* Prompt
Filter the records, keeping every line that has the string "below".

Image point grounding data:
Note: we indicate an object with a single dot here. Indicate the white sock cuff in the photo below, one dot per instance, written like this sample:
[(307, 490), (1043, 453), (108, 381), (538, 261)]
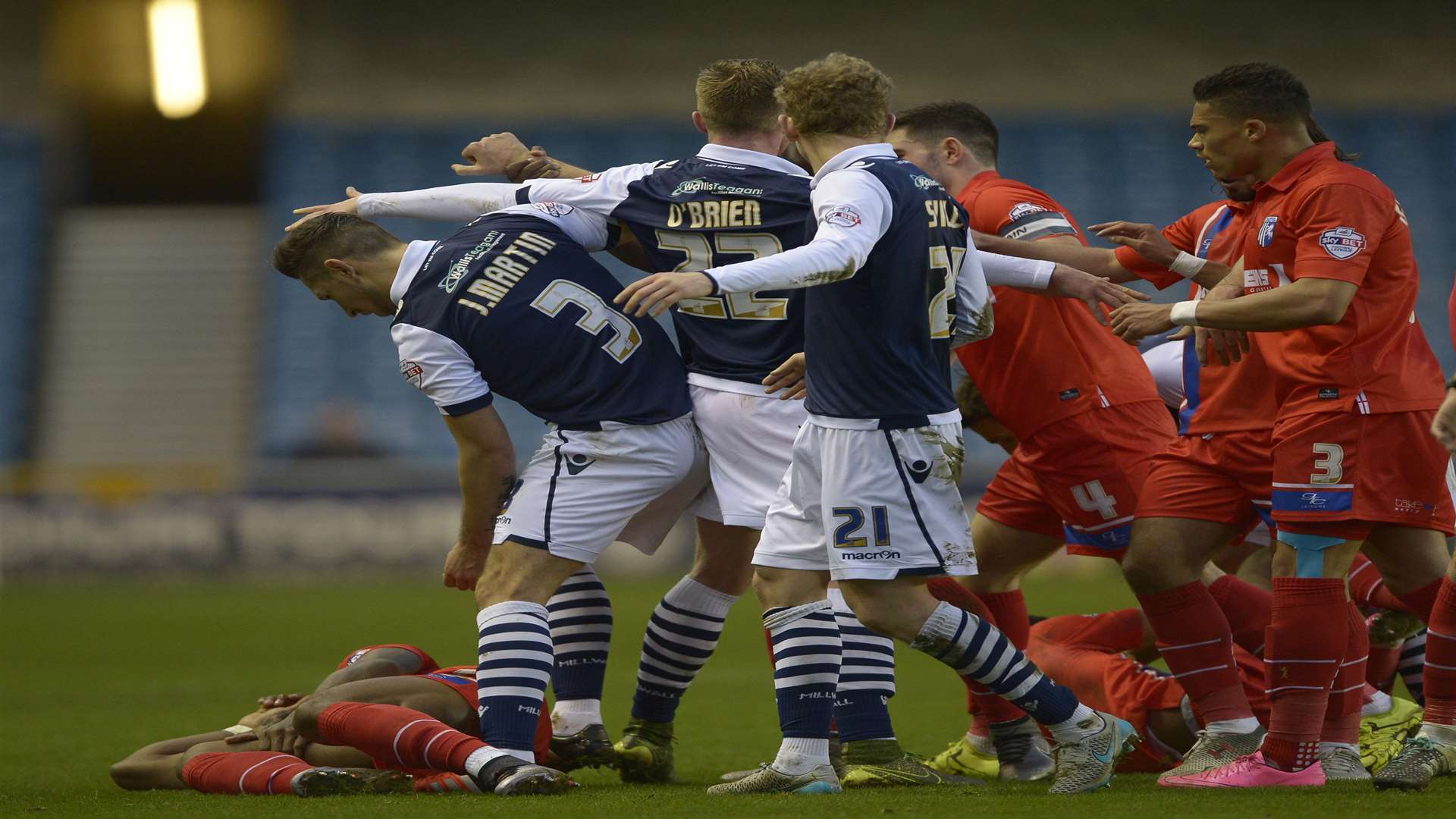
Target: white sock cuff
[(785, 617), (698, 598), (509, 608)]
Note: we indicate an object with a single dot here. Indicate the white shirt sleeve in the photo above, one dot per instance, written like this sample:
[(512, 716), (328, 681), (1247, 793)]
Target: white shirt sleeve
[(854, 212), (599, 193), (1012, 271), (588, 229), (441, 369), (974, 318), (452, 203)]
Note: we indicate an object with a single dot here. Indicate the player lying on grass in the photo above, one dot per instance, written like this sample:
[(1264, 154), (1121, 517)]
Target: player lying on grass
[(386, 720)]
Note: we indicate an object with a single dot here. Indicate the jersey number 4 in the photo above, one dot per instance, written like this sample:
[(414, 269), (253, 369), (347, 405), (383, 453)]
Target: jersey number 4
[(596, 316), (701, 257)]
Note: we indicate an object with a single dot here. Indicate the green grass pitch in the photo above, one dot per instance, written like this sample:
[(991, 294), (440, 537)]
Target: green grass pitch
[(91, 672)]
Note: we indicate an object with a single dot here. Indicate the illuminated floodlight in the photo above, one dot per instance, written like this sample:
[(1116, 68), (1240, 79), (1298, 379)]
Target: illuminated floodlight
[(178, 79)]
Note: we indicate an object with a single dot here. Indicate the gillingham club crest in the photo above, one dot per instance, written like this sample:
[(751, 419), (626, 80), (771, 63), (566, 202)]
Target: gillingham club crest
[(1267, 231)]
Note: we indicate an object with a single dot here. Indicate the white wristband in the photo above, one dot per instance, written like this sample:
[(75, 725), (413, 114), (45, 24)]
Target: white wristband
[(1185, 314), (1187, 265)]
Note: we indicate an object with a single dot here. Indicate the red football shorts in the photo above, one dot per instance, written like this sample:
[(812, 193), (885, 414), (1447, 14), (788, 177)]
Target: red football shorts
[(1223, 479), (1079, 479), (1340, 472), (427, 664)]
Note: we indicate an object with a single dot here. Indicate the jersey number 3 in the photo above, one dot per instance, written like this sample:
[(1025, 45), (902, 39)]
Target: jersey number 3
[(596, 316)]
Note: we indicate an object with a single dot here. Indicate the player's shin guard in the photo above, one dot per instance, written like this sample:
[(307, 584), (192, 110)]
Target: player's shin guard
[(1347, 691), (258, 773), (1440, 659), (979, 651), (982, 703), (1304, 651), (680, 637), (867, 678), (1194, 639), (1247, 608), (805, 673), (516, 664), (580, 620), (400, 736)]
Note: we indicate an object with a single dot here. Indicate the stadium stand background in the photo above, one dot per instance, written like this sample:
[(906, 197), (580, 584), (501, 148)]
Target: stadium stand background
[(213, 416)]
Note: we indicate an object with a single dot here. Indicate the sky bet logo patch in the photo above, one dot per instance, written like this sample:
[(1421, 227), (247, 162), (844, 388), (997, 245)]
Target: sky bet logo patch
[(1267, 231), (1341, 242)]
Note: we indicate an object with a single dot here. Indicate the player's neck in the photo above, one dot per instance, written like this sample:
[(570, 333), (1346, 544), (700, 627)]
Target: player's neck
[(762, 143), (1282, 155), (823, 148)]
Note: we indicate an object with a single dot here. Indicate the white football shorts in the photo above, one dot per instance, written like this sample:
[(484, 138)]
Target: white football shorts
[(748, 441), (582, 488), (871, 504)]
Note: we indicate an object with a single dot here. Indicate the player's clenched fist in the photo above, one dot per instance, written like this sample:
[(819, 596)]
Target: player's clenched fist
[(463, 567), (658, 292), (490, 156)]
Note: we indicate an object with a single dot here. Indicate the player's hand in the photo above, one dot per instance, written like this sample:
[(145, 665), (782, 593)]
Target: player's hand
[(1147, 240), (348, 205), (490, 156), (658, 292), (533, 167), (278, 701), (1445, 423), (1092, 290), (788, 379), (1134, 322), (463, 566)]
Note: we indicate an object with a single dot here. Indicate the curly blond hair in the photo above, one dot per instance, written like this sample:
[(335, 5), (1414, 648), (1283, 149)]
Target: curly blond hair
[(836, 95), (736, 96)]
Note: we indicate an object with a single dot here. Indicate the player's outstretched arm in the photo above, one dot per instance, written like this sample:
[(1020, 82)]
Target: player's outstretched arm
[(1098, 261), (1152, 245), (1304, 302), (487, 465)]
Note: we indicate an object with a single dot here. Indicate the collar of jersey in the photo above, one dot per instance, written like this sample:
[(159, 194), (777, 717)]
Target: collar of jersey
[(851, 155), (745, 156), (408, 267), (1302, 162)]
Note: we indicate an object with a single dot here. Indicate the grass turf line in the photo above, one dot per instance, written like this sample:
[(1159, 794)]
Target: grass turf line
[(91, 672)]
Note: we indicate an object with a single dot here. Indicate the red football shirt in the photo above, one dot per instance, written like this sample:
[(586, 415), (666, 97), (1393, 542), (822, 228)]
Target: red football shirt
[(1216, 398), (1320, 218), (1047, 359)]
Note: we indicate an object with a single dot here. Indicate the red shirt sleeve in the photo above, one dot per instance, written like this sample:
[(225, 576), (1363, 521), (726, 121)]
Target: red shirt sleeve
[(1181, 234), (1337, 229)]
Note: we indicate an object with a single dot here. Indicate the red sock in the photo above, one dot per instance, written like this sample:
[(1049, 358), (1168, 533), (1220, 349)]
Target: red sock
[(1247, 608), (1304, 649), (1440, 659), (398, 736), (259, 773), (1348, 691), (1193, 637), (982, 703), (1423, 599), (1367, 586)]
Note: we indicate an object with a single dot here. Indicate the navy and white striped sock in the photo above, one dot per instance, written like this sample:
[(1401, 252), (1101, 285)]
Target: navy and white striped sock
[(680, 635), (516, 664), (867, 678), (981, 651), (1413, 667), (805, 673), (580, 620)]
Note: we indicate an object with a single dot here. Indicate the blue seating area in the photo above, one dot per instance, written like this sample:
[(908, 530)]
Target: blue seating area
[(22, 235), (1128, 168)]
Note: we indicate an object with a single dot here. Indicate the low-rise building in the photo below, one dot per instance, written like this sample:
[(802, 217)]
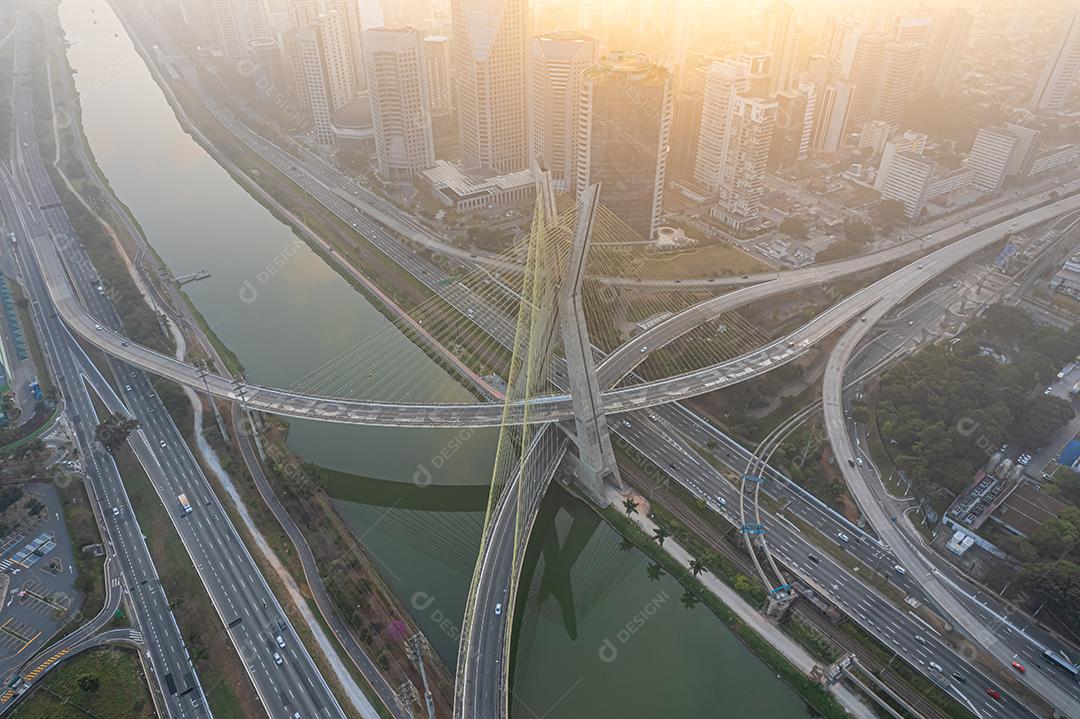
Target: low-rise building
[(1067, 280), (474, 189)]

* Result for this exercise
Note: we indicate an object with a single dot here. Indicate the white sock cuff in the photo below, one dot per instance, written like this sample:
Note: we indicate an object with a single dot here. Indicate the low-rise building in the photo below, one dot per instance, written like this sample:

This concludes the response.